- Theatrical release Poster
- Directed by: Karl Kozak
- Written by: Karl Kozak Don J. Rearden Kraig Wenman
- Produced by: Karl Kozak Bill Bragg Thomas A. Seitz
- Starring: Tyler Poelle Mikey Post Scott Dittman Les Jennings Kathy Uyen Dianna Agron James Piper David Schultz
- Cinematography: Scott Peck
- Edited by: Jeff Murphy Joe Richardson
- Music by: Larry Groupé
- Production company: Diversa Films
- Release date: October 5, 2007 (San Diego);
- Running time: 85 minutes
- Country: United States
- Language: English
- Budget: $5 million

= Skid Marks (film) =

2007 film by Karl Kozak

Skid Marks is a 2007 independent comedy film about two rival ambulance companies and their attempts to maintain themselves in their city, directed by Karl Kozak and written by Kozak, Don J. Rearden and Kraig Wenman. The film had its theatrical premiere on October 5, 2007, in San Diego, and in 2008, screened at the Dances With Films Festival in Los Angeles.

==Premise==
Budget cuts force two rival ambulance companies and their misfit medics to go head-to-head to save their patients, their jobs and their beer money, all in the name of emergency medicine.

==Cast==
- Tyler Poelle as Rich
- Mikey Post as Louis "One Foot" Jones
- Scott Dittman as Karl / The Human Stain
- Les Jennings as T-Bone
- Kathy Uyen as Lai Mei
- James Piper as Bob "The Brain" (as Tim Piper)
- David Schultz as Neil
- Dianna Agron as Megan
- Chuck Kelley as Sarge
- Larrs Jackson as Captain Limison
- J.R. Nutt as Leonard
- Matthew Wolf as Jacques

==Production==
Filming took place over a six-week period during June and July 2006 at locations in San Diego, California, in areas including Kearny Mesa, Point Loma, Hillcrest, uptown San Diego and several beach areas.

==Reception==
Scott Rosenberg previewed the film in Monsters & Critics. Upon release, the San Diego Union-Tribune wrote that the film's world premiere in San Diego "packed a full house."

North County Times wrote that the film looks to "place itself somewhere near the company of such comic legacies as Animal House and Caddyshack," but offered that such may not happen as fans of such films "rarely allow comparisons." The review noted that the film was directed with "visual flair and good instincts," and performed "with an admirable lack of humility."

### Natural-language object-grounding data
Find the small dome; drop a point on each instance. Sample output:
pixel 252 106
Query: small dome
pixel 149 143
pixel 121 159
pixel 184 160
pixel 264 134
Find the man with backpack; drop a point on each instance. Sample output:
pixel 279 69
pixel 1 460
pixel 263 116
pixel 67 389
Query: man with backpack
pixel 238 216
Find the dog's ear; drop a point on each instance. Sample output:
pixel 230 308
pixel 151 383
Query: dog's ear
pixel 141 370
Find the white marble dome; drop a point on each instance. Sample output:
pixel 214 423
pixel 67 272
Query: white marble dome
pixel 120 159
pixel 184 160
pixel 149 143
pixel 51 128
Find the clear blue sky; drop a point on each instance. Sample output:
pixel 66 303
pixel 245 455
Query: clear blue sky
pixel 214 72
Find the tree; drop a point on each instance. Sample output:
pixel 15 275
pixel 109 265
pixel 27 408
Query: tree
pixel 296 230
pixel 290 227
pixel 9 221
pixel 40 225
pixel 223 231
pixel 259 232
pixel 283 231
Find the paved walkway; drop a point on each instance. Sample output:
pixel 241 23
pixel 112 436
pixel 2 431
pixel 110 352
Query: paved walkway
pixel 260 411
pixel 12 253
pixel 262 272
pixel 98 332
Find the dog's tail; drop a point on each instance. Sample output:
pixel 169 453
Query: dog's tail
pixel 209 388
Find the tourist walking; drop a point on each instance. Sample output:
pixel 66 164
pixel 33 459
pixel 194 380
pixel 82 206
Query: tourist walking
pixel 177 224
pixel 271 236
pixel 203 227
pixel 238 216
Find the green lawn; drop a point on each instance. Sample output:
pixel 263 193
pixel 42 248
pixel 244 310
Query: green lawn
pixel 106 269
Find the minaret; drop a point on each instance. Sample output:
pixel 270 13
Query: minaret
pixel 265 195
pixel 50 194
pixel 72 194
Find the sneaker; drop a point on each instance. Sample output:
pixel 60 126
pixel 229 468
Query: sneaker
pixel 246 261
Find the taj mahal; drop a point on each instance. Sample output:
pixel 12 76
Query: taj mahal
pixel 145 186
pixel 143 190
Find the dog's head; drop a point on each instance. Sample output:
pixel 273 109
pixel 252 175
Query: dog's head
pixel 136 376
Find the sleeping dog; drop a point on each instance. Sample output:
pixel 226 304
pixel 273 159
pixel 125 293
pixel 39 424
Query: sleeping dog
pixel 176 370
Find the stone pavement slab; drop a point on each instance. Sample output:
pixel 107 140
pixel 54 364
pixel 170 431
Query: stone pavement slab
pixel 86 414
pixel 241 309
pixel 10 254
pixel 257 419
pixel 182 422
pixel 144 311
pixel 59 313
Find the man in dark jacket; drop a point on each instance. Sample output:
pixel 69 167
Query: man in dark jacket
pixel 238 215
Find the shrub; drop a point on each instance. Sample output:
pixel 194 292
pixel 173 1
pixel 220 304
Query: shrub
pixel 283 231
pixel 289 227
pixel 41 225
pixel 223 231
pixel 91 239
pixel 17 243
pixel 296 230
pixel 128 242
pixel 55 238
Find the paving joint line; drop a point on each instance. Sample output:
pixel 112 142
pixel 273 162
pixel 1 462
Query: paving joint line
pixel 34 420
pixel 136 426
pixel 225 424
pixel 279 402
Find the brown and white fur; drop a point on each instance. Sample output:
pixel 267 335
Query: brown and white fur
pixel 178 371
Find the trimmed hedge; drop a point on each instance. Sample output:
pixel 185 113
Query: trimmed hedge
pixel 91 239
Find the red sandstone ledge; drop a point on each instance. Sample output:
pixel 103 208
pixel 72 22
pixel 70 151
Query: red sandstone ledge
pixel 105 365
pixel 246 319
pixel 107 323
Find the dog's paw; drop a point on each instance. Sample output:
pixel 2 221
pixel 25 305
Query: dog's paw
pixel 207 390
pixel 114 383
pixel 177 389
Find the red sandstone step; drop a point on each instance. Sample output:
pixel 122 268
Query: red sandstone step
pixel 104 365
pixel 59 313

### Prompt 1
According to the Skid Marks article, when and over how long was the film shot?
### Prompt 2
Output everything in the Skid Marks article from "Skid Marks is" down to "of emergency medicine.".
None of the tasks depends on the rows, so you can set them aside.

### Output 1
It was shot over six weeks in June and July 2006.

### Output 2
Skid Marks is a 2007 independent comedy film about two rival ambulance companies and their attempts to maintain themselves in their city, directed by Karl Kozak and written by Kozak, Don J. Rearden and Kraig Wenman. The film had its theatrical premiere on October 5, 2007, in San Diego, and in 2008, screened at the Dances With Films Festival in Los Angeles.

==Premise==
Budget cuts force two rival ambulance companies and their misfit medics to go head-to-head to save their patients, their jobs and their beer money, all in the name of emergency medicine.